• [Exercise prompt]:
Return everything from "There were no" down to "inside, he said." in the Potsdam parcel report below, copied word for word.

• [Supplied text]:
Germany: Suspicious parcel held nails, powder, firecracker
Updated 5:22 am, Saturday, December 2, 2017
BERLIN (AP) — German police evacuated a popular Christmas market in the city of Potsdam on Friday before destroying a suspicious package containing nails and an unidentified powder in a controlled explosion, officials said.
There were no injuries reported in the evacuation or demolition of the package, which authorities said did not appear to include a fuse or other parts for a detonation. Potsdam police said it was too soon who may have been responsible.
Police were alerted at about 2:30 p.m. (1330 GMT; 8:30 a.m. EST) after the package was delivered to a pharmacy on the same street as the Christmas market, police spokesman Peter Meyritz told the Potsdamer Neueste Nachrichten newspaper. Wires and other items that aroused suspicion were found inside, he said.
Meyritz wasn't immediately available to provide further details, but told the newspaper that the package measured about 40 centimeters by 50 centimeters (16 inches by 20 inches) and was apparently delivered by a messenger service.
Police said later on Twitter that the package included "a cylindrical object with cables, batteries and nails but at this point no ignition device has been found."
Brandenburg state's top security official, Interior Minister Karl-Heinz Schroeter, said it also held a large firecracker without a fuse, Germany's dpa news agency reported on Friday night.
Schroeter told reporters at the scene earlier that nails and a powder were inside the parcel.
The Christmas market was evacuated to allow explosives experts to secure the device and destroy it in place outside the pharmacy in Potsdam, the capital of the state of Brandenburg, just outside of Berlin.

• [Given entries]:
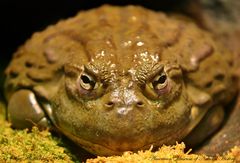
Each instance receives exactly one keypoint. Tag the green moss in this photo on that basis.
(22, 145)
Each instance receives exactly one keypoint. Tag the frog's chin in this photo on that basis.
(102, 149)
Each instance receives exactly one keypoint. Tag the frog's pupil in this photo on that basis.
(85, 79)
(162, 79)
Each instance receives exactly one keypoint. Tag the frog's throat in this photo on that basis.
(102, 150)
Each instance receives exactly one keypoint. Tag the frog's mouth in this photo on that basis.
(104, 149)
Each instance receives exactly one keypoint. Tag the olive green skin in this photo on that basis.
(123, 49)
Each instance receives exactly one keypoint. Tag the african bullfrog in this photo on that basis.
(114, 79)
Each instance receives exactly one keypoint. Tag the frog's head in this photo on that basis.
(116, 102)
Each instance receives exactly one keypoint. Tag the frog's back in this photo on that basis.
(126, 36)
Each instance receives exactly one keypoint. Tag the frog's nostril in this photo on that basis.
(140, 104)
(109, 104)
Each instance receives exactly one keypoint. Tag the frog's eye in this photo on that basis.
(87, 82)
(159, 82)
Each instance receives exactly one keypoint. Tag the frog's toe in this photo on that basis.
(25, 112)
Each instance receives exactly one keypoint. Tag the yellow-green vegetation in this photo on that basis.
(41, 146)
(168, 154)
(22, 145)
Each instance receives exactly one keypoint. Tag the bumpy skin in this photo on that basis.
(123, 78)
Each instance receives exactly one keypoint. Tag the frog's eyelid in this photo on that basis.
(155, 71)
(72, 70)
(90, 71)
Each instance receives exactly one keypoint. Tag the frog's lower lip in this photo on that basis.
(104, 150)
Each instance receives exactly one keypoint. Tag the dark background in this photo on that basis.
(20, 18)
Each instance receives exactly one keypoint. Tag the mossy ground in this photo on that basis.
(42, 146)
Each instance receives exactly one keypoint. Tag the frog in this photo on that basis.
(115, 79)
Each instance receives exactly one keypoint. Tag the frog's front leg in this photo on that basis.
(24, 111)
(207, 126)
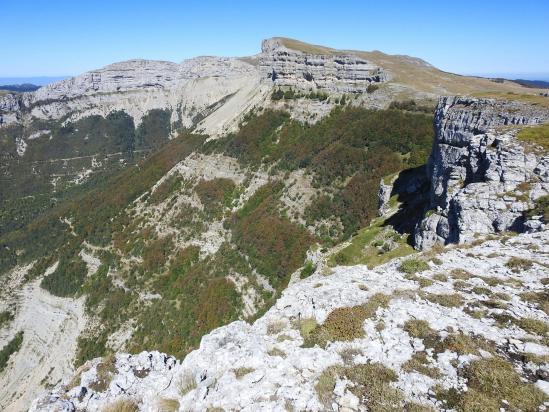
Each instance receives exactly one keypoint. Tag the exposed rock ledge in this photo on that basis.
(482, 177)
(265, 367)
(340, 73)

• [Result for this task]:
There were no injuries reported in the evacuation or demolition of the package, which authorities said did not appear to include a fuse or other parts for a detonation. Potsdam police said it was too soon who may have been responsible.
Police were alerted at about 2:30 p.m. (1330 GMT; 8:30 a.m. EST) after the package was delivered to a pharmacy on the same street as the Christmas market, police spokesman Peter Meyritz told the Potsdamer Neueste Nachrichten newspaper. Wires and other items that aroused suspicion were found inside, he said.